Problem statement. Find each line in the items below that contains the word "buckle", and copy those lines out in full. Letter case matters.

Point annotation dataset records.

>>

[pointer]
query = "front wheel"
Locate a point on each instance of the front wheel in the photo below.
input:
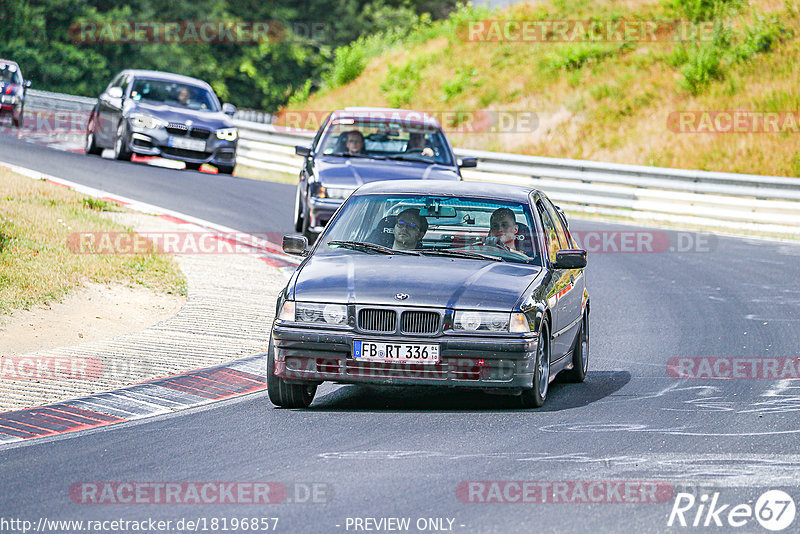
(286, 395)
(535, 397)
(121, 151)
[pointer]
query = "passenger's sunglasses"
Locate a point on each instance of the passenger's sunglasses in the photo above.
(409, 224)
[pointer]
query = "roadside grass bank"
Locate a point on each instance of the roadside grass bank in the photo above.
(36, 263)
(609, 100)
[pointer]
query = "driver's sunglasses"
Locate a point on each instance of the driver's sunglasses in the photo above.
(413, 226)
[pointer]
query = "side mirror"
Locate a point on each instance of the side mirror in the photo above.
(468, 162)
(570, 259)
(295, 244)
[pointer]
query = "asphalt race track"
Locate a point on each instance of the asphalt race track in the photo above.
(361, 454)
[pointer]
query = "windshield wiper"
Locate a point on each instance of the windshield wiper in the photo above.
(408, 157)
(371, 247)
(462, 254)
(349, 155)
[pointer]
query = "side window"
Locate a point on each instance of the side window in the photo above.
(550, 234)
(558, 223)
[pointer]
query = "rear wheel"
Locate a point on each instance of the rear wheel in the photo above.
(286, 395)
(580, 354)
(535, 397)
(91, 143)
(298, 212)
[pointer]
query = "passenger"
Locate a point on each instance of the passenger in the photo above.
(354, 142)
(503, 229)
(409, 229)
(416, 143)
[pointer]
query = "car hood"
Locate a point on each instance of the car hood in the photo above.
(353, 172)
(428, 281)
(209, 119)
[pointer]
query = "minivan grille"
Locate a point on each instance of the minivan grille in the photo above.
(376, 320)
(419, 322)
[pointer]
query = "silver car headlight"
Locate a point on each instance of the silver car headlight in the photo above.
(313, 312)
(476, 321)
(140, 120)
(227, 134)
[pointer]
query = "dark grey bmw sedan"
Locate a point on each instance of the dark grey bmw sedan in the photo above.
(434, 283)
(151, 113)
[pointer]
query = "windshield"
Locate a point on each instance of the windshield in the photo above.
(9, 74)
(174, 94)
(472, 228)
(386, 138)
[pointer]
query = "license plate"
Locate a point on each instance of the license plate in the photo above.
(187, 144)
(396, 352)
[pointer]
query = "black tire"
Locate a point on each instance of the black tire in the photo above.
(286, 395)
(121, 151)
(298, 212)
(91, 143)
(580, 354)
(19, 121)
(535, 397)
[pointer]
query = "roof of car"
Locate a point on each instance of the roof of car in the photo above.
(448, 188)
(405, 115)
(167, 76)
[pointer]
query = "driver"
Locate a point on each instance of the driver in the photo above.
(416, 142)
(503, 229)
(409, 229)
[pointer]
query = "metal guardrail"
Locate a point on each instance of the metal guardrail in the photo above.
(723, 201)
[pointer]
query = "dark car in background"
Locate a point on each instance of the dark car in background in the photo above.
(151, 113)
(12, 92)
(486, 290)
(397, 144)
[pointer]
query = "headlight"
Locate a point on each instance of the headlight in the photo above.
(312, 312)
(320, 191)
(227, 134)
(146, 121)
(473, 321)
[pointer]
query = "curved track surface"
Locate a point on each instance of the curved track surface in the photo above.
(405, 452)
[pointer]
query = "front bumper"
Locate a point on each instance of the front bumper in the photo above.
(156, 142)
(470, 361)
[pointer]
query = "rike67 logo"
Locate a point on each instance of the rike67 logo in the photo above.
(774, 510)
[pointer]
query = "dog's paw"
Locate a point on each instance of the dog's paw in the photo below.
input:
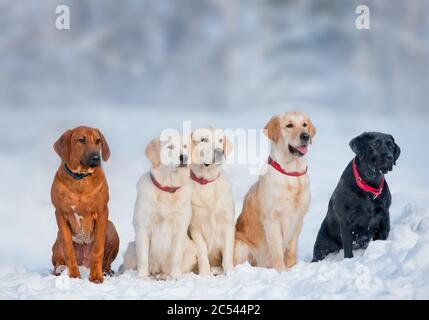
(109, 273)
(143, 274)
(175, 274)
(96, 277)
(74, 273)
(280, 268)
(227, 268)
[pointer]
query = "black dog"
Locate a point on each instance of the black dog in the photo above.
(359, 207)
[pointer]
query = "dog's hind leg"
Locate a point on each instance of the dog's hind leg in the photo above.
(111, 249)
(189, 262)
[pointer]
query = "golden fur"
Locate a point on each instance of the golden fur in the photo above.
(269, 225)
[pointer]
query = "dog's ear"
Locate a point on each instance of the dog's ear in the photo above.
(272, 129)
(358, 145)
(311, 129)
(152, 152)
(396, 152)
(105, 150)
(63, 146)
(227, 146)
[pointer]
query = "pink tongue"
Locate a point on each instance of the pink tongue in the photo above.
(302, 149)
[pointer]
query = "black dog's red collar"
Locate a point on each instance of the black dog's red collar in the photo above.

<<
>>

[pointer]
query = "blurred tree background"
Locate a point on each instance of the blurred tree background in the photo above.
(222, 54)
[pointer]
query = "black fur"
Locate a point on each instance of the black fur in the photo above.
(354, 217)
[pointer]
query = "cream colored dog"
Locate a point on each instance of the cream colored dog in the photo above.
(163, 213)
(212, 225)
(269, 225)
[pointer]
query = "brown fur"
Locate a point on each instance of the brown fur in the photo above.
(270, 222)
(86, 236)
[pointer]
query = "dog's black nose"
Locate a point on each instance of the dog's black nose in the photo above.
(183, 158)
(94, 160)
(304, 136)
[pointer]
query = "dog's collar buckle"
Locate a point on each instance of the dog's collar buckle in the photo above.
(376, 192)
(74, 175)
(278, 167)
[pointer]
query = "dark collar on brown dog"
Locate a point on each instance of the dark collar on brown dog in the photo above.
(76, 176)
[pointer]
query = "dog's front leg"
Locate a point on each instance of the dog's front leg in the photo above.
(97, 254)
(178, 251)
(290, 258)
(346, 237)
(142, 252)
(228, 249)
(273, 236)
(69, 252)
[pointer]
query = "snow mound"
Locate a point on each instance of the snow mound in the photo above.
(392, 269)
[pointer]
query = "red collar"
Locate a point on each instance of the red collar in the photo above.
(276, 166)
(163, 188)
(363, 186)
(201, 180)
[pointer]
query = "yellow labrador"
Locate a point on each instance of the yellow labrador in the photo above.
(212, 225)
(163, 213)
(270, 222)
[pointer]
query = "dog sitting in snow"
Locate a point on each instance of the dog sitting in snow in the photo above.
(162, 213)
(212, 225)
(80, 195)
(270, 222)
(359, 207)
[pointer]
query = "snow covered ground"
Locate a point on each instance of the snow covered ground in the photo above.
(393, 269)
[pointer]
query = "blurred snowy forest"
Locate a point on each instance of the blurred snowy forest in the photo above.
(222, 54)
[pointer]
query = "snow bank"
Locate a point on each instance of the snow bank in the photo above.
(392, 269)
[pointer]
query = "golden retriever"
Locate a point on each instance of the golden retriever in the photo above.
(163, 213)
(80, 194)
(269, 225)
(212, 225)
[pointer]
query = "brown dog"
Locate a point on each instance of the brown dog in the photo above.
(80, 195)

<<

Result of the task.
query = "dog's collar buckle"
Locate a point on each instance of the dog's collar buckle in the photo above.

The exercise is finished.